====== Extrait choisi ======

Le généreux donateur qui a permis d’évacuer la montagne d’ordures qui assombrissait le décor des environs du cimetière de Lafiabougou, en insistant pour que son nom ne soit dévoilé, comme l’a précisé Mme le ministre de l’Environnement et de l’Assainissement, donne ainsi une leçon à tous les “thogo gnini” qui mobilisent une armada de télévisions, de journaux et de radios pour des dons dont la valeur, parfois, est de loin très inférieure aux charges de communication et d’organisation de l’événement. Que cherchent-ils alors !
Les motivations de ces politicards, couverts de cagoule de la société civile, sont à chercher ailleurs et les prochaines joutes électorales en diront assez long sur les raisons véritables de prétendues largesses enregistrées çà et là, avec un renfort de publicité.
C’est dire qu’il y a encore du chemin à faire pour que les femmes prennent conscience du sens véritable de la Journée internationale qui leur est consacrée. Journée qui, d’année en année, jalonne leurs combats pour le respect de leur dignité et de leurs droits. Les femmes doivent donc refuser de se laisser embrigader dans l’aspect festif du 8 mars, piégées par des dons de pagnes qui puent la manipulation à mille lieux.

====== Données fournies ======

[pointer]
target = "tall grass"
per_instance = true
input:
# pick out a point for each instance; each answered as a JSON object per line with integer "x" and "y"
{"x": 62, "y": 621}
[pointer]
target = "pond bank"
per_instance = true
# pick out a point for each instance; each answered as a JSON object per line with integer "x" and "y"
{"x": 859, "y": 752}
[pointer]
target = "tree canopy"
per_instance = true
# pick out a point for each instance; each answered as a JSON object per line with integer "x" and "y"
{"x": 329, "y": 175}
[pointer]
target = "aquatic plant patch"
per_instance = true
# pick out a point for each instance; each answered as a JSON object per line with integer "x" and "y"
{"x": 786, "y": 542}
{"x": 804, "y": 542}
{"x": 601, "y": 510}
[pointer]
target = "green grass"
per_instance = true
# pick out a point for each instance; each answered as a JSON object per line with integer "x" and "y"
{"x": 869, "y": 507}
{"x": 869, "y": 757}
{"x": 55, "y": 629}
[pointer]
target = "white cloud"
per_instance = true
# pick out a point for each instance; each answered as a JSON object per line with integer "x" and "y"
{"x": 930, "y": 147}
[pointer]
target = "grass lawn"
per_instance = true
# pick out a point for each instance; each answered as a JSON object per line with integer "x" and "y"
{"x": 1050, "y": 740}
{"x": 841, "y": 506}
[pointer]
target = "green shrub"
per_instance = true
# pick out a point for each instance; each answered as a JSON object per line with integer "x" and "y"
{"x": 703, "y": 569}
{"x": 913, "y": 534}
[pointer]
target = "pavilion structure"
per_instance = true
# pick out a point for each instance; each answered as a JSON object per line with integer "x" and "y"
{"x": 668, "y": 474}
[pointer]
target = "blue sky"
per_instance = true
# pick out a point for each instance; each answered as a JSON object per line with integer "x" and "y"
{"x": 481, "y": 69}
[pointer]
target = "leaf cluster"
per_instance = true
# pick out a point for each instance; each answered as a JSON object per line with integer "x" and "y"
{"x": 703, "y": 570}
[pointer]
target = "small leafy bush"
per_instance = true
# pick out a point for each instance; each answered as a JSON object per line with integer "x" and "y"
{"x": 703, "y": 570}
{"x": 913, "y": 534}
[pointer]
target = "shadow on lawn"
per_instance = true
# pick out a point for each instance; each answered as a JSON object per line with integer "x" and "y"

======

- _Consigne A_
D'après l'extrait sur les dons publics, qu'a permis de faire le généreux donateur anonyme ?
- _Consigne B_
Poursuivez l'extrait sur les dons publics à la suite de sa dernière phrase.

- _Réponse rédigée A_
Il a permis d'évacuer la montagne d'ordures qui assombrissait le décor des environs du cimetière de Lafiabougou.

- _Réponse rédigée B_
Rappelons que la Journée internationale de la femme est née d’un mouvement syndical pour devenir un événement annuel reconnu par les Nations unies (Onu). En effet, en 1908, 15 000 femmes ont défilé dans la ville de New York pour réclamer des heures de travail plus courtes, de meilleurs salaires et le droit de vote. C’est le Parti socialiste américain qui a déclaré la première Journée nationale de la femme, un an plus tard.
Précisons que l’idée de rendre cette journée internationale, célébrée actuellement dans le monde entier le 8 mars, est venue d’une femme allemande appelée Clara Zetkin. Elle a suggéré l’idée en 1910, lors d’une conférence internationale des femmes travailleuses à Copenhague. Cent (100) femmes de 17 pays, présentes ce jour-là, ont accepté sa proposition à l’unanimité.
La Journée de la Femme a été célébrée pour la première fois en 1911, en Autriche, au Danemark, en Allemagne et en Suisse. Le centenaire a été célébré en 2011, donc en ce 8 mars 2021, nous célébrons la 110e Journée internationale de la femme.
Mais c’est en 1975 que les Nations unies ont commencé à célébrer officiellement cette journée en choisissant la date du 8 mars. Précisons qu’en défendant l’idée d’une Journée internationale de la Femme, Clara n’avait pas avancé de date fixe. Le premier thème adopté par les Nations unies (en 1996) était “Célébrer le passé, planifier l’avenir”.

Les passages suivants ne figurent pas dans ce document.